作業内容> 原文の【0001】が電子計算機用の外部記憶装置の例として挙げているものをすべて書き出してください。

**** 原文 ****

説明

外部記憶装置及び外部記憶装置の制御方法

【課題】
記憶手段内の情報の不用意な消去及び改ざんを防止し、高速にベンダー固有機能データの授受が可能な外部記憶装置及び外部記憶装置の制御方法を提供することにある。
【解決手段】
記憶領域を少なくとも2つの領域に定義可能な記憶手段と、電子計算機と記憶手段との情報の授受を行うためのインタフェース手段と、記憶手段及びインタフェース手段とを制御する制御手段とを備え、制御手段が、記憶手段の第1の領域をDVD−ROMエミュレーション領域とし、記憶手段の第2の領域を該電子計算機から認識できない暗号化された秘匿領域として取り扱えるように制御することを特徴とする。

【発明の詳細な説明】
【技術分野】
【0001】
本発明は、USBメモリ、メモリカード、SSD、HDD等の電子計算機用の外部記憶装置及び外部記憶装置の制御方法に関する。

**** データ抜粋 ****

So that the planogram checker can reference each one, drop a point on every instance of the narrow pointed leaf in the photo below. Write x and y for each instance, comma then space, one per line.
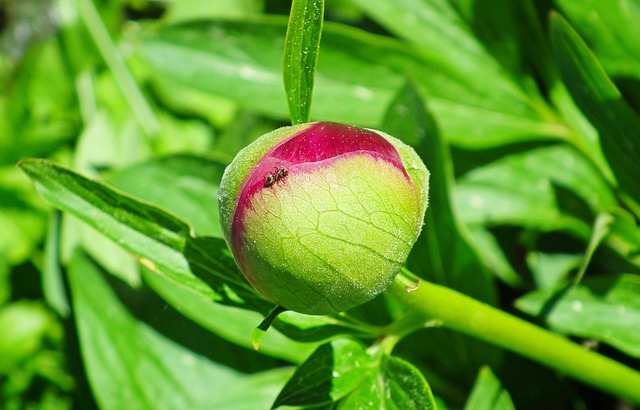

****

作業結果> USBメモリ、メモリカード、SSD、HDD